### Work instruction
Set down, exactly and only, everything from the line containing "like (397, 191)." down to the line containing "like (517, 155)." in the data below; the pictures are not part of the copy.

### Input for this task
▬▬▬
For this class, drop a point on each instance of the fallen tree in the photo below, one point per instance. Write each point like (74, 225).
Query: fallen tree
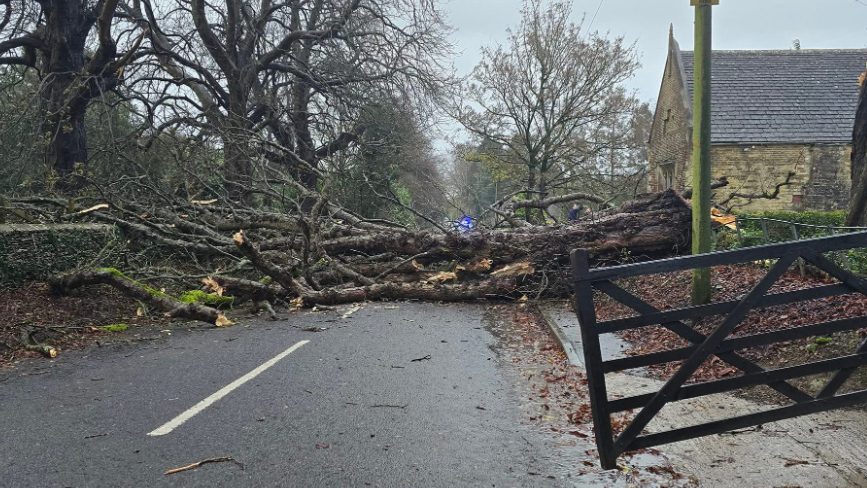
(331, 260)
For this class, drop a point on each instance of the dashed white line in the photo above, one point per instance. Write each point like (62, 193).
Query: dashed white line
(207, 402)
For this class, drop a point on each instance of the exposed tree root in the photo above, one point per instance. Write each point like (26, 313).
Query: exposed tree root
(329, 261)
(64, 284)
(44, 349)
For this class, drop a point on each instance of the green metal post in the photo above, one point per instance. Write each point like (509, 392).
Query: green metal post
(701, 164)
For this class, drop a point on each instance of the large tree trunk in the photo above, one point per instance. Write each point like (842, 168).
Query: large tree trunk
(356, 261)
(858, 200)
(67, 25)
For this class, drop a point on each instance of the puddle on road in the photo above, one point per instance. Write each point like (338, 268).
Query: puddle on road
(554, 409)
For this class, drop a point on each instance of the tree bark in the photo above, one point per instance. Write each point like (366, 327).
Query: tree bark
(65, 284)
(66, 29)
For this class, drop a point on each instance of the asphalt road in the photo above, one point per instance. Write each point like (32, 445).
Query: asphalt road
(390, 396)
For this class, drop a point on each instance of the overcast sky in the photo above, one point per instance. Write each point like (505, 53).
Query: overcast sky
(738, 24)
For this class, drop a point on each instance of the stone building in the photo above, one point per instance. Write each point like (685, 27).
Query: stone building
(772, 112)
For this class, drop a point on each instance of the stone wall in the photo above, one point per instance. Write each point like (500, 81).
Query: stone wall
(35, 252)
(821, 180)
(670, 136)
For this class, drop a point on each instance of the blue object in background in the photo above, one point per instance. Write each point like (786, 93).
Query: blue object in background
(466, 224)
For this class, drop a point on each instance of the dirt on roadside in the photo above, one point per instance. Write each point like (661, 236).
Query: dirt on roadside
(69, 322)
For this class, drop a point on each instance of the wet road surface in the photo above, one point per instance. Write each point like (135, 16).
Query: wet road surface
(389, 395)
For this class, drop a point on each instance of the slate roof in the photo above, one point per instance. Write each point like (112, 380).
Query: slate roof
(806, 96)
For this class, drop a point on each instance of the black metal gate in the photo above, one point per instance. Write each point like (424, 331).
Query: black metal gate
(717, 343)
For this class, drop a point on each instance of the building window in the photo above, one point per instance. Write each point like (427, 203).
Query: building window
(667, 175)
(665, 122)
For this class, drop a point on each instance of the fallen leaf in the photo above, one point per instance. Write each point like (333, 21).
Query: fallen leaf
(515, 269)
(222, 321)
(213, 286)
(204, 461)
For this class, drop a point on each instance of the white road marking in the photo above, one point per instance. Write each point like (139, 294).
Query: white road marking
(207, 402)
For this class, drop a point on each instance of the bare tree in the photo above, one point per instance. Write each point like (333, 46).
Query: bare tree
(544, 98)
(282, 83)
(74, 49)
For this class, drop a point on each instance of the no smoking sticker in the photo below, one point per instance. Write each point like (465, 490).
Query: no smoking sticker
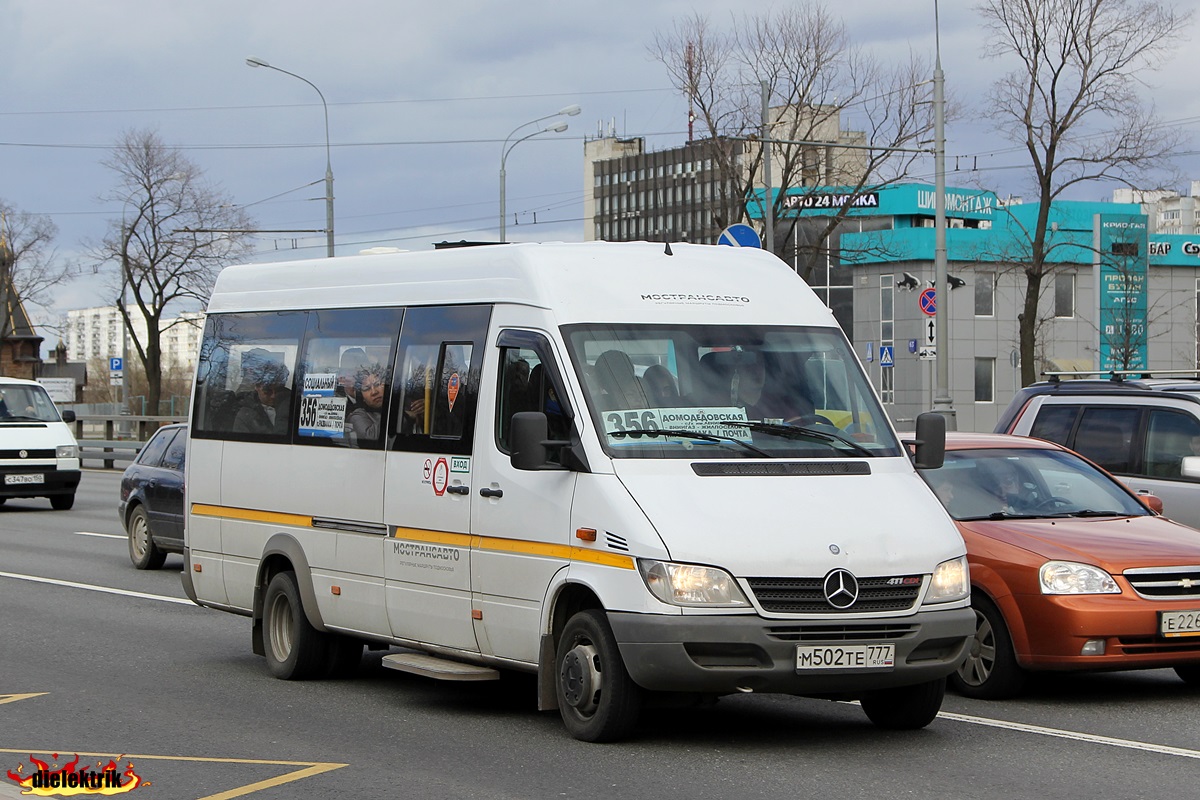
(441, 476)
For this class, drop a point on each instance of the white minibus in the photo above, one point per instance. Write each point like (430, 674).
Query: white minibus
(634, 469)
(39, 453)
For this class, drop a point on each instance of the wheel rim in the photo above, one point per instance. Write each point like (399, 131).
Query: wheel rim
(581, 678)
(982, 656)
(139, 535)
(280, 627)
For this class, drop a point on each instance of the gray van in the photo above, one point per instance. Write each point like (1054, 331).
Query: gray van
(1140, 429)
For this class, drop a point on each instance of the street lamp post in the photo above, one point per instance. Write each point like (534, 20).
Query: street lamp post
(942, 402)
(570, 110)
(329, 170)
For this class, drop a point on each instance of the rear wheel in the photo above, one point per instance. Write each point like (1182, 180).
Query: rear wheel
(142, 548)
(990, 671)
(63, 501)
(1189, 674)
(295, 650)
(597, 697)
(905, 708)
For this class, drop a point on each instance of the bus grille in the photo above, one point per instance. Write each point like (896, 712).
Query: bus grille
(807, 595)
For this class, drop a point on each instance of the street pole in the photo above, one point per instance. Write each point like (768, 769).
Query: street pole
(329, 169)
(569, 110)
(942, 402)
(768, 210)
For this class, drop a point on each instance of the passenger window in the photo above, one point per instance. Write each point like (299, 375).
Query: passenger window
(244, 380)
(1054, 423)
(153, 452)
(1105, 435)
(174, 456)
(529, 382)
(437, 378)
(346, 377)
(1170, 437)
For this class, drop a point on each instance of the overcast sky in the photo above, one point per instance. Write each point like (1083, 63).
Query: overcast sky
(421, 96)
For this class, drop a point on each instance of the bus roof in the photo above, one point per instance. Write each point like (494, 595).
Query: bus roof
(580, 282)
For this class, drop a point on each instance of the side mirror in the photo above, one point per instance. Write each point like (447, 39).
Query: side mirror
(930, 441)
(528, 437)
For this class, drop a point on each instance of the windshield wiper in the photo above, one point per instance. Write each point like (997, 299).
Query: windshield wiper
(691, 434)
(799, 432)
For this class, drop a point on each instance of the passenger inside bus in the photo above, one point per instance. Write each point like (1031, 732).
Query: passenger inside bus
(366, 420)
(267, 409)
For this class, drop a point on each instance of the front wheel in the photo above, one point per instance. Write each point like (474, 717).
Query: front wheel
(990, 671)
(142, 548)
(905, 708)
(295, 650)
(63, 501)
(597, 697)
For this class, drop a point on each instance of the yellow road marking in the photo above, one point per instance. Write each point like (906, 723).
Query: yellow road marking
(309, 768)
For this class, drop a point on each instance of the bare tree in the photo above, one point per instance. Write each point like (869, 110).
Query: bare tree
(1073, 104)
(816, 82)
(35, 266)
(175, 234)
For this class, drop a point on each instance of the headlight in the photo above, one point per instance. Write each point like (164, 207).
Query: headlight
(1071, 578)
(951, 581)
(689, 584)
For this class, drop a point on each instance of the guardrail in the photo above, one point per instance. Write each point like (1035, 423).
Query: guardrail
(115, 438)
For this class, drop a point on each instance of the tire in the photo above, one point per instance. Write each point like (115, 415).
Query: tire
(990, 671)
(905, 708)
(143, 552)
(345, 656)
(295, 650)
(1189, 674)
(597, 698)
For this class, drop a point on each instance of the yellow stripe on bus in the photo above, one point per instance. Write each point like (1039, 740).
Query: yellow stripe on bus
(565, 552)
(251, 515)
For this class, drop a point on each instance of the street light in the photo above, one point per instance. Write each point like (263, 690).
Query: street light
(570, 110)
(329, 170)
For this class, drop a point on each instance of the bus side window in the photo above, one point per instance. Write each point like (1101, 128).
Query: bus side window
(436, 378)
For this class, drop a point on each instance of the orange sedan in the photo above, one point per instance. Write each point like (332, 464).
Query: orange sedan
(1068, 569)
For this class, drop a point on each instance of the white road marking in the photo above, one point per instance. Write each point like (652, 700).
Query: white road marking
(1128, 744)
(109, 590)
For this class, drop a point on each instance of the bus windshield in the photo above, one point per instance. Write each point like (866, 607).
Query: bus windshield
(713, 391)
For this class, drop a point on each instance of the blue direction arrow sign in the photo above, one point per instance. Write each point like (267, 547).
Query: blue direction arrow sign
(739, 235)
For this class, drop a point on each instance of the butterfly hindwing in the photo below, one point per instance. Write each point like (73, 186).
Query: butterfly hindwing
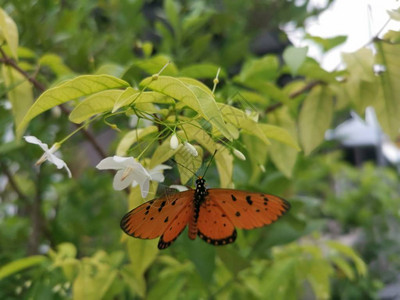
(153, 218)
(214, 226)
(248, 210)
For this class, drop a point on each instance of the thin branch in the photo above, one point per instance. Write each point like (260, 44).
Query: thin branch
(12, 182)
(305, 88)
(10, 62)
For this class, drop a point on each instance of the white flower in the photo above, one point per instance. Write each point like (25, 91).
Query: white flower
(192, 150)
(131, 172)
(239, 154)
(48, 153)
(174, 143)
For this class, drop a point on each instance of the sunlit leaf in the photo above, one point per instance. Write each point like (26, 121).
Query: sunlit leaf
(9, 32)
(80, 86)
(201, 71)
(19, 92)
(315, 118)
(20, 264)
(132, 137)
(294, 58)
(94, 104)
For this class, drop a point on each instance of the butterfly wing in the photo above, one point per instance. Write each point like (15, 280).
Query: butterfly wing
(175, 228)
(214, 225)
(248, 210)
(153, 218)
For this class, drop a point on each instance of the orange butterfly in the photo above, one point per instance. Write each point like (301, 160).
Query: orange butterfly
(212, 214)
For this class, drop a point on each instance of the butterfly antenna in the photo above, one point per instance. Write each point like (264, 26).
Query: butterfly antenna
(209, 163)
(191, 171)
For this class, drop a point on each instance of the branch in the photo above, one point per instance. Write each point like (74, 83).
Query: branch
(306, 88)
(12, 182)
(10, 62)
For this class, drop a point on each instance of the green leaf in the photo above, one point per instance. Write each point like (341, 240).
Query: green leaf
(279, 134)
(55, 63)
(201, 71)
(162, 154)
(282, 154)
(80, 86)
(187, 162)
(315, 117)
(319, 272)
(20, 264)
(154, 64)
(265, 68)
(19, 92)
(327, 43)
(387, 107)
(223, 158)
(142, 254)
(94, 104)
(360, 64)
(350, 253)
(344, 266)
(167, 288)
(132, 137)
(199, 253)
(294, 58)
(239, 119)
(9, 33)
(191, 95)
(394, 14)
(171, 9)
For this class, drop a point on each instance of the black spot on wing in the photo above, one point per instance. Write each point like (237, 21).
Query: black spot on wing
(219, 242)
(249, 201)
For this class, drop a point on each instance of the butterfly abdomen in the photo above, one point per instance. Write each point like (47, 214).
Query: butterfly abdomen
(199, 196)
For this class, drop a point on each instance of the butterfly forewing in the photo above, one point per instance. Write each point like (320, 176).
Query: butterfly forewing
(152, 218)
(248, 210)
(176, 226)
(214, 225)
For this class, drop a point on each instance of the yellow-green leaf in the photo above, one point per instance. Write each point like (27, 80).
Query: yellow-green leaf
(94, 104)
(191, 95)
(9, 32)
(187, 162)
(239, 119)
(279, 134)
(132, 137)
(19, 92)
(388, 105)
(80, 86)
(294, 57)
(20, 264)
(315, 117)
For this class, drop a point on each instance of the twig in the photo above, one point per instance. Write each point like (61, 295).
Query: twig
(10, 62)
(12, 182)
(306, 88)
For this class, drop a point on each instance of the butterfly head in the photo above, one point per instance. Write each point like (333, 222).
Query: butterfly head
(200, 181)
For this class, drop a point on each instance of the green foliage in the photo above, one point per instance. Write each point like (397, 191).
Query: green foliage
(169, 86)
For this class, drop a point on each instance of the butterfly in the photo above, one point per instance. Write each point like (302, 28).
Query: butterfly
(212, 214)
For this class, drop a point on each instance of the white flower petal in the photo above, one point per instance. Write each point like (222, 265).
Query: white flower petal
(157, 177)
(109, 163)
(160, 167)
(192, 150)
(34, 140)
(119, 183)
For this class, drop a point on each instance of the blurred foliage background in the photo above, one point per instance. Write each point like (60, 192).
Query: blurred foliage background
(60, 238)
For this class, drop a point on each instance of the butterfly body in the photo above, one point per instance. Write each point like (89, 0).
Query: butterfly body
(211, 214)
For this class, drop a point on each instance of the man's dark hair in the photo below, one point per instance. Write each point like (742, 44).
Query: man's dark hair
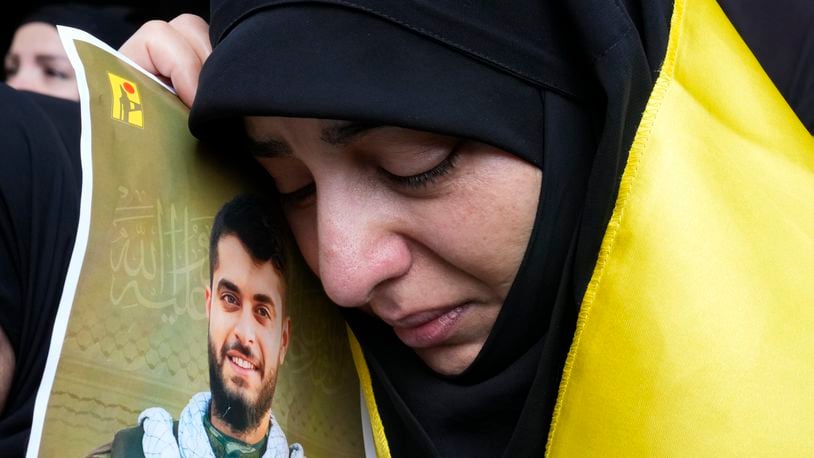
(254, 221)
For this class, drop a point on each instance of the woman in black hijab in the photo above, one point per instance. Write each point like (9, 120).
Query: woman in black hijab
(548, 95)
(36, 60)
(39, 210)
(510, 76)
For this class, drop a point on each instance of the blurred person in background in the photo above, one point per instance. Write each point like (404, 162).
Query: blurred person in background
(36, 60)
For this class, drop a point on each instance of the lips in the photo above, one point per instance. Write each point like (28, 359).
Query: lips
(427, 329)
(241, 363)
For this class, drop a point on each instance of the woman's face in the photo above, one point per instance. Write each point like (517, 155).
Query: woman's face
(424, 231)
(37, 62)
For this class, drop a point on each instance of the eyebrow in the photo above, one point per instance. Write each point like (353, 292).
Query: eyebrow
(339, 134)
(49, 58)
(226, 284)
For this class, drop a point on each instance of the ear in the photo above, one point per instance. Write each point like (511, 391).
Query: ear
(208, 294)
(285, 334)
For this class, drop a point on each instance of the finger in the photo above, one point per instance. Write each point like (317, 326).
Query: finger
(196, 31)
(162, 50)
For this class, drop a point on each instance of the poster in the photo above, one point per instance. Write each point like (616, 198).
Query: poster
(132, 328)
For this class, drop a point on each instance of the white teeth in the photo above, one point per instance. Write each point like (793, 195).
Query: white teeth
(242, 363)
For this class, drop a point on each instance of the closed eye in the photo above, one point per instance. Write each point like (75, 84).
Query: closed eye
(428, 177)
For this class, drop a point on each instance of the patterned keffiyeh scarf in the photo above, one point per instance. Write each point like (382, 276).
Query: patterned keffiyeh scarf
(193, 442)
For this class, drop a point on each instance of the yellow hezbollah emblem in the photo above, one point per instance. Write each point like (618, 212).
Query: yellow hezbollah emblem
(126, 101)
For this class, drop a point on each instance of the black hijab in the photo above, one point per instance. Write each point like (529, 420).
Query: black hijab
(560, 85)
(40, 181)
(111, 24)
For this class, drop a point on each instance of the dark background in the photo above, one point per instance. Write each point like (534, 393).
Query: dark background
(144, 9)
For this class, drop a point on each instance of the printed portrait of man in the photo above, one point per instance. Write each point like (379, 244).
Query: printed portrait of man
(249, 333)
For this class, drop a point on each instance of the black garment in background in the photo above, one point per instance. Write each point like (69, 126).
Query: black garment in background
(40, 179)
(561, 85)
(780, 34)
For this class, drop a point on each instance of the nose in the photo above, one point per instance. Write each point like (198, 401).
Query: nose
(244, 329)
(361, 243)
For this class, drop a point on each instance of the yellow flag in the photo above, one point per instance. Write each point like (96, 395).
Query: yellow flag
(126, 101)
(696, 333)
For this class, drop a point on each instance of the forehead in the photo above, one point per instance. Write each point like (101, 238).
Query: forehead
(274, 136)
(236, 265)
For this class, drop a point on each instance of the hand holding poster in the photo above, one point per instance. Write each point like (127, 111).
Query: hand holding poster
(170, 334)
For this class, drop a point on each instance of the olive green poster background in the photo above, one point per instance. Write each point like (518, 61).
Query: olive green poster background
(137, 333)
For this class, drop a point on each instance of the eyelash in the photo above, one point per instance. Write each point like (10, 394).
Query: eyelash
(430, 176)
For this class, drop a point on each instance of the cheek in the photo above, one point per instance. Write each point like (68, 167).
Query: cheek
(485, 223)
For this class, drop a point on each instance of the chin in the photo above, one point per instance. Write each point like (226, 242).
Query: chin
(449, 361)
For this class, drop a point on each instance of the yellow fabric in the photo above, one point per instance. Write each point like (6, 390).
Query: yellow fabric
(696, 334)
(379, 438)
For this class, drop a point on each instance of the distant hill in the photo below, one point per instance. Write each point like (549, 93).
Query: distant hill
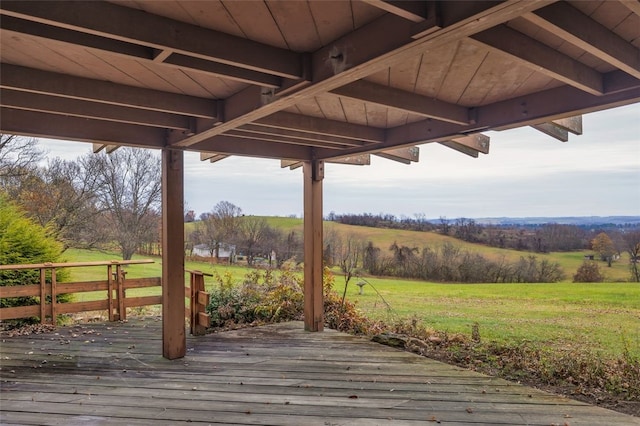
(568, 220)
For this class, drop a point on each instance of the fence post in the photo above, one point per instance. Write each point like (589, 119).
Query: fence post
(200, 320)
(43, 296)
(122, 311)
(110, 292)
(54, 297)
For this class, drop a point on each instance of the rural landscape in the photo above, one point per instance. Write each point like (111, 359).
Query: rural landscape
(554, 305)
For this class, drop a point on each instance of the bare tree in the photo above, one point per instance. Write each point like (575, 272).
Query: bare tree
(254, 232)
(349, 253)
(632, 246)
(18, 156)
(129, 192)
(62, 197)
(220, 226)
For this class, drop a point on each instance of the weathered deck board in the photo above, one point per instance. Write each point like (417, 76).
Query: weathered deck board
(113, 374)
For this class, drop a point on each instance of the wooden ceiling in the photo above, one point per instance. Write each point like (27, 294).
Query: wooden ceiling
(311, 80)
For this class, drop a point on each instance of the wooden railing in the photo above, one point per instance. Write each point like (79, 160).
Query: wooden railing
(199, 319)
(115, 284)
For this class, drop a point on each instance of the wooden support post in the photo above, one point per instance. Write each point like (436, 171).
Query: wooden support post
(43, 296)
(110, 292)
(122, 311)
(313, 295)
(54, 298)
(200, 320)
(174, 341)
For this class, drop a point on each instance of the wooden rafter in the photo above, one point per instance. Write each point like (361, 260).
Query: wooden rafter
(415, 11)
(319, 126)
(541, 57)
(405, 101)
(16, 26)
(137, 27)
(38, 124)
(251, 147)
(381, 43)
(405, 155)
(212, 157)
(271, 137)
(570, 24)
(561, 128)
(527, 110)
(85, 109)
(49, 83)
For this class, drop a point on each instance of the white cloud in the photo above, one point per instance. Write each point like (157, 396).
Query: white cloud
(526, 174)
▬▬▬
### Answer space
For this class, drop a point on each instance of the green foliage in the photo above, one point per instance. Write each point like (397, 191).
Query: green foliage
(169, 86)
For this class, drop a point on each instance of the butterfly in the photo above, one point per instance. Write each point like (302, 28).
Query: butterfly
(212, 214)
For this class, drop a point on each instance of the white flower petal in the photo above, one point per instance. Write each point like (222, 265).
Query: white flower petal
(157, 177)
(109, 163)
(160, 167)
(192, 150)
(34, 140)
(119, 183)
For this class, drop a point on each instance of the blurred foliage background in the photo above, one point per instance. Write each point like (60, 192).
Query: blurred foliage background
(60, 238)
For this class, drop a point on each instance of the butterfly body in the photo above, one point per instance. Write each point like (89, 0).
Query: butterfly body
(211, 214)
For this class, drop a point on each instance of the man's dark hair in the photo below, one point per instance. Write each point like (742, 44).
Query: man's dark hair
(254, 221)
For this class, drop a point on each instance of the woman in black hijab in the photo above, one point per instance. Write each point like (9, 120).
Query: woman in black hijab
(548, 95)
(36, 60)
(39, 210)
(510, 76)
For this class, drop a point on each instance of the blurred person in background in the photo above, one point per instance. Write each point like (404, 162).
Query: blurred person in background
(36, 60)
For this class, drop a point on each instance of the lips in the photo above, one point per instance. Write each point like (28, 359).
Query: lips
(427, 329)
(241, 363)
For this class, drop a point on each instance of the woman's face in the photo above, one point per instance. Write each point like (517, 155).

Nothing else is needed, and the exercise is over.